◆ Passage to read
───

Spain’s AVE implementation in 1992 was highly influenced by the policies and practices of earlier HSR models – specifically the France’s TGV and Japan’s Shinkansen models. High-speed rail was launched first in Japan in 1964. Following huge technical and commercial success, France, Germany and Italy developed new technologies and innovations to adopt the initiative. Like France, Spain’s AVE replicated the idea of dedicated high-speed infrastructure, separate from traditional rail lines^[13]. Through this, the AVE was not constrained and could operate in higher speeds without being slowed down by mixed-traffic tracks. France’s emphasis on sustainability shaped AVE’s development and deployment.  

Another key objective of the AVE was to connect major cities and regional hubs, whilst allowing integration with other modes of existing transportation. For example, Spain followed Germany’s Deutsche Bahn of integrating high-speed rail with local and regional transport systems. As mentioned previously, the inauguration of the AVE was a symbolic platform of Spain’s modernisation. Both France and Germany’s high-speed rail systems heavily emphasised sustainability. AVE’s use of energy-efficient trains and clean infrastructure reflect these values. To accommodate for this objective, Spain had borrowed technological innovation and safety standards from both Japan and France.

Spain’s implementation of AVE was to not only connect major cities – like in Japan and France – but to foster economic growth by connecting to regional provinces^[13]. The design of the network was intentional in linking cities that could greatly benefit from high-speed rail access, allowing growth in underdeveloped regions and reducing regional disparities.

The high-sunk cost of high-speed rail infrastructure required significant public investment from the state to support in construction^[14]. Infrastructure development, like roads, bridges and railways, do not follow normal market rules. Businesses invest in things that can quickly make money. High-speed rail is expensive to build, takes considerable time to pay off, and carries financial risks. Governments and public institutions often step into fund these projects, but private companies may not find them profitable enough.

───

◆ Activity 1
Reproduce the passage on Spain's AVE word for word, beginning at the words "Spain’s AVE implementation" and stopping after "development and deployment.".
◆ Activity 2
Resume the passage on Spain's AVE high-speed rail, picking up right after its last sentence.
The entries come from a separate source and have no connection to the passage on Spain's AVE high-speed rail.

───

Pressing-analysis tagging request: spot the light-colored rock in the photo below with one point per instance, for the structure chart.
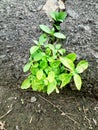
(53, 5)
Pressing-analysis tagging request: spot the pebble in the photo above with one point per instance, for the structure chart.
(72, 13)
(33, 99)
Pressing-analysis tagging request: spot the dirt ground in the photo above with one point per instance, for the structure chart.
(26, 110)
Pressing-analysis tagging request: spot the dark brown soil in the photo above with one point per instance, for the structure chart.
(26, 110)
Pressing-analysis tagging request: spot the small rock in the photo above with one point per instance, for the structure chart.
(33, 99)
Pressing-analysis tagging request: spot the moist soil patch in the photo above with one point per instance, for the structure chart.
(27, 110)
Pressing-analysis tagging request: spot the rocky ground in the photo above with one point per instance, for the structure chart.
(24, 110)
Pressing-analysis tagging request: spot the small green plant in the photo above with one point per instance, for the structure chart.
(50, 67)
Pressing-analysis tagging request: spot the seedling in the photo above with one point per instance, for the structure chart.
(50, 67)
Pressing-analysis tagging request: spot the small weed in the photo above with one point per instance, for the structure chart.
(50, 67)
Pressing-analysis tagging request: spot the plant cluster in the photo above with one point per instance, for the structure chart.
(50, 67)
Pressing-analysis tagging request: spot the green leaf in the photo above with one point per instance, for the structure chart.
(45, 29)
(51, 87)
(27, 67)
(51, 76)
(57, 27)
(65, 78)
(53, 15)
(26, 84)
(59, 35)
(62, 51)
(33, 49)
(58, 16)
(55, 63)
(81, 66)
(39, 56)
(61, 16)
(39, 74)
(67, 63)
(72, 56)
(78, 81)
(43, 64)
(34, 69)
(36, 42)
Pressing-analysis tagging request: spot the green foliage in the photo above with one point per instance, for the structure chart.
(50, 68)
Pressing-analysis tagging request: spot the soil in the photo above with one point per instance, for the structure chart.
(27, 110)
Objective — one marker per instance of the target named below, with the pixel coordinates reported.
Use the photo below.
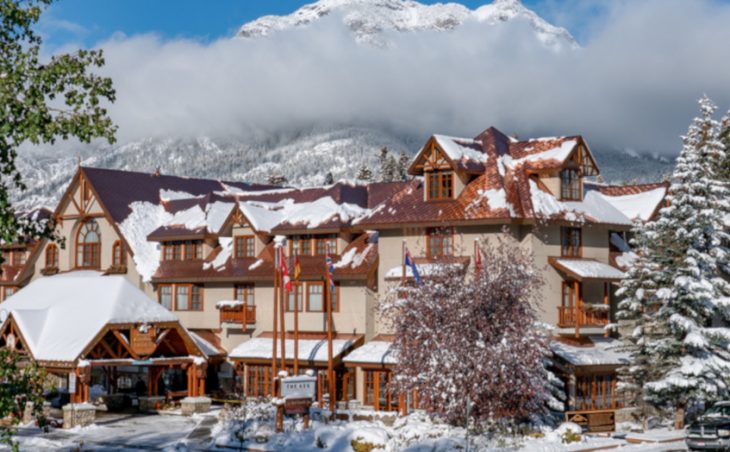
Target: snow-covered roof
(60, 315)
(265, 216)
(310, 350)
(601, 351)
(588, 269)
(639, 205)
(373, 352)
(204, 345)
(459, 149)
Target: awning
(598, 351)
(587, 269)
(310, 350)
(374, 352)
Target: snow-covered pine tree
(634, 310)
(277, 179)
(364, 173)
(459, 337)
(403, 163)
(675, 293)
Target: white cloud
(633, 84)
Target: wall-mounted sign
(143, 343)
(297, 406)
(72, 383)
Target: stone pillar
(78, 414)
(28, 415)
(192, 405)
(151, 403)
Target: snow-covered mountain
(304, 157)
(369, 19)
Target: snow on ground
(253, 425)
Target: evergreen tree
(675, 296)
(277, 179)
(41, 102)
(364, 173)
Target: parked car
(711, 431)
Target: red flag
(284, 270)
(477, 259)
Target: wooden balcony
(243, 315)
(570, 316)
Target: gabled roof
(506, 189)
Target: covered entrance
(102, 334)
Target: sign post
(298, 393)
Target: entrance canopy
(85, 318)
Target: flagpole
(403, 263)
(276, 309)
(330, 366)
(281, 313)
(296, 323)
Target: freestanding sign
(302, 386)
(298, 393)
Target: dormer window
(244, 246)
(570, 185)
(182, 250)
(439, 185)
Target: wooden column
(276, 315)
(605, 302)
(296, 325)
(578, 306)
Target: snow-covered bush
(473, 337)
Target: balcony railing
(569, 316)
(241, 315)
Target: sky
(90, 21)
(632, 85)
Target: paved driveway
(121, 432)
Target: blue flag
(412, 264)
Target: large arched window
(52, 256)
(88, 245)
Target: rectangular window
(570, 242)
(300, 246)
(369, 388)
(196, 298)
(298, 292)
(167, 252)
(244, 246)
(166, 297)
(245, 293)
(18, 258)
(176, 251)
(570, 185)
(182, 298)
(323, 244)
(440, 242)
(440, 185)
(335, 298)
(315, 297)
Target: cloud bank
(633, 84)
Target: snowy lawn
(254, 424)
(253, 427)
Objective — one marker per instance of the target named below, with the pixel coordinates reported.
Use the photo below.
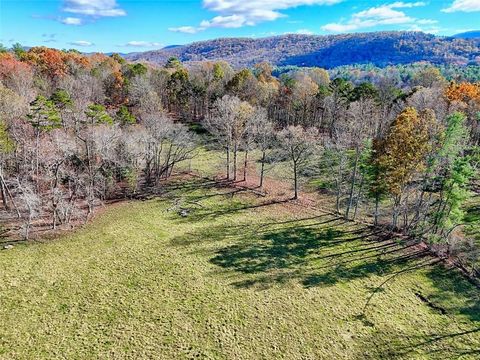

───

◆ Answer area 1
Spain’s AVE implementation in 1992 was highly influenced by the policies and practices of earlier HSR models – specifically the France’s TGV and Japan’s Shinkansen models. High-speed rail was launched first in Japan in 1964. Following huge technical and commercial success, France, Germany and Italy developed new technologies and innovations to adopt the initiative. Like France, Spain’s AVE replicated the idea of dedicated high-speed infrastructure, separate from traditional rail lines^[13]. Through this, the AVE was not constrained and could operate in higher speeds without being slowed down by mixed-traffic tracks. France’s emphasis on sustainability shaped AVE’s development and deployment.

◆ Answer area 2
Infrastructure development is a key sector for government investment – they are prioritised projects because they are important for economic growth. Public institutions play a big role. Spain, and other larger governing bodies (e.g., the EU) have been heavily involved in funding and guaranteeing these projects. The EU’s involvement in funding Spain’s high-speed rail infrastructure is significant. Spain joined the EU in 1986, and received substantial development funds, because it was perceived as a “weak” nation at the time. The ADIF Alta Velocidad (public infrastructure organisation involved in HSR investment) is the most heavily indebted public Spanish Company with around €18 billion in debt. The operation of the AVE network is handled by RENFE, the state-owned railway company. This was done to ensure that the AVE exceeded national standards for safety, punctuality and accessibility.

Once the line was opened, it was slow to break into the market. Given the high-sunk cost of constructing the HSR corridor and the substantial debts Spain had owed the EU, there was much pressure on the AVE's immediate performance and return on investment. Recording around 1.3 million passengers in its first year, AVE's ridership steadily grew. By the fourth year, the line's ridership grew, showing more passengers and more public acceptance of the project^[15].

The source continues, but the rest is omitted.